What you are asked to do - Output the material below unchanged, apart from leaving out the pictures.

Extracted material -
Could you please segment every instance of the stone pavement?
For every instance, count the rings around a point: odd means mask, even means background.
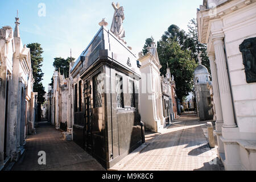
[[[121,168],[115,166],[110,169],[224,170],[216,148],[210,149],[208,144],[201,127],[205,125],[206,122],[199,121],[195,115],[183,115],[162,134],[146,135],[148,145],[144,149],[133,159],[125,158],[121,162],[126,163],[117,164]]]
[[[13,167],[14,171],[105,170],[74,142],[63,140],[61,133],[47,122],[40,122],[36,134],[26,139],[26,151]],[[46,165],[39,165],[38,152],[46,153]]]

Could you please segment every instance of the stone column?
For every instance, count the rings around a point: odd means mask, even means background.
[[[232,106],[229,81],[224,52],[223,37],[219,37],[213,40],[216,65],[217,76],[220,90],[221,108],[224,119],[224,127],[236,127],[234,122],[234,113]]]
[[[212,73],[213,89],[213,100],[216,113],[216,131],[221,131],[221,127],[223,125],[223,117],[218,88],[218,77],[217,76],[217,69],[215,65],[215,55],[213,52],[212,52],[208,55],[208,56],[210,60],[210,72]]]
[[[0,66],[0,168],[4,162],[5,102],[6,96],[6,67]]]
[[[213,90],[213,101],[215,105],[215,112],[216,115],[216,134],[217,135],[217,140],[218,143],[217,152],[219,158],[220,158],[220,153],[224,152],[224,146],[223,142],[220,139],[222,136],[221,127],[223,125],[222,110],[221,108],[221,102],[220,96],[220,90],[218,88],[218,77],[217,75],[217,69],[215,64],[215,54],[214,52],[210,52],[208,54],[210,60],[210,72],[212,73],[212,85]]]

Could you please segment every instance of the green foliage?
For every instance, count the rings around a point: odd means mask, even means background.
[[[187,47],[191,51],[191,56],[198,63],[197,55],[200,51],[202,52],[202,64],[205,65],[210,73],[210,62],[207,56],[207,47],[204,44],[201,44],[198,40],[197,23],[194,19],[191,19],[188,25],[188,40],[187,41]]]
[[[188,36],[183,30],[175,25],[172,24],[168,28],[168,31],[164,32],[162,36],[162,40],[167,42],[168,39],[170,38],[178,42],[181,49],[185,50],[187,49],[187,42],[188,40]]]
[[[41,69],[43,61],[42,57],[42,54],[43,53],[43,48],[41,47],[41,45],[38,43],[29,44],[27,45],[27,47],[30,48],[32,74],[35,79],[33,92],[38,93],[38,104],[42,104],[45,101],[43,96],[46,93],[42,83],[42,77],[44,76]]]
[[[176,37],[176,36],[175,36]],[[191,51],[183,50],[175,39],[168,38],[158,42],[158,52],[162,68],[161,74],[166,73],[167,63],[176,81],[177,97],[182,100],[192,90],[193,72],[196,67]]]
[[[142,53],[143,55],[145,55],[147,53],[147,47],[151,46],[151,43],[154,42],[154,38],[151,36],[150,38],[146,39],[145,44],[144,44],[143,49],[142,49]]]
[[[70,57],[65,59],[62,57],[55,57],[53,65],[55,71],[60,70],[60,74],[64,75],[65,77],[68,77],[69,75],[69,63],[75,60],[75,58]]]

Complete answer -
Could you please segment every instance of the stone pavement?
For every instance, count the rings around a point: odd means mask, even means background.
[[[121,168],[115,166],[110,169],[224,170],[216,148],[210,149],[208,144],[201,127],[205,125],[206,122],[199,121],[195,115],[183,115],[162,134],[146,135],[148,145],[144,149],[133,159],[125,158],[121,162],[126,163],[117,164]]]
[[[13,167],[14,171],[105,170],[74,142],[63,140],[61,133],[47,122],[40,122],[36,134],[26,139],[26,151]],[[46,165],[39,165],[38,152],[46,153]]]

Could you please segment every instance of the stone column?
For every instance, count the rings around a point: odd means mask, even means background.
[[[232,106],[229,81],[224,52],[223,37],[219,37],[213,40],[216,65],[217,76],[220,90],[221,108],[224,119],[224,127],[236,127],[234,122],[234,113]]]
[[[212,73],[213,89],[213,100],[216,113],[216,131],[221,131],[221,127],[223,125],[223,117],[218,88],[218,77],[217,76],[217,69],[215,65],[215,55],[213,52],[212,52],[208,55],[208,56],[210,60],[210,72]]]
[[[0,66],[0,168],[4,162],[5,102],[6,96],[6,67]]]
[[[213,90],[213,101],[215,105],[215,112],[216,115],[216,134],[217,135],[217,140],[218,143],[217,152],[219,158],[220,158],[220,153],[224,152],[224,146],[223,142],[220,139],[222,136],[221,127],[223,125],[222,110],[221,108],[221,102],[220,96],[220,90],[218,88],[218,77],[217,75],[217,69],[215,64],[215,54],[214,52],[210,52],[208,54],[210,60],[210,72],[212,73],[212,85]]]

Could you please segment every instance of the green foliage?
For every instance, count the rings around a point: odd means mask, even means background.
[[[187,47],[191,51],[191,56],[198,63],[197,55],[200,51],[202,52],[202,64],[205,65],[210,73],[210,62],[207,56],[207,47],[204,44],[201,44],[198,40],[197,23],[194,19],[191,19],[188,25],[188,40],[187,41]]]
[[[188,36],[183,30],[175,25],[172,24],[168,28],[168,31],[164,32],[162,36],[162,40],[167,42],[168,39],[170,38],[178,42],[181,49],[185,50],[187,49],[187,42],[188,40]]]
[[[41,69],[43,61],[42,57],[42,54],[43,53],[43,48],[41,47],[41,45],[38,43],[29,44],[27,45],[27,47],[30,48],[32,74],[35,79],[33,92],[38,93],[38,104],[42,104],[45,101],[43,96],[46,93],[42,83],[42,77],[44,76]]]
[[[176,37],[176,36],[175,36]],[[191,51],[183,50],[175,39],[168,38],[158,42],[158,52],[162,68],[161,74],[166,73],[167,63],[176,81],[177,97],[182,100],[192,90],[193,72],[196,67]]]
[[[142,53],[143,55],[145,55],[147,53],[147,47],[151,46],[151,43],[154,42],[154,38],[151,36],[150,38],[146,39],[145,44],[144,44],[143,49],[142,49]]]
[[[70,57],[65,59],[62,57],[55,57],[53,65],[55,71],[60,70],[60,74],[64,75],[65,77],[68,77],[69,75],[69,63],[75,60],[75,58]]]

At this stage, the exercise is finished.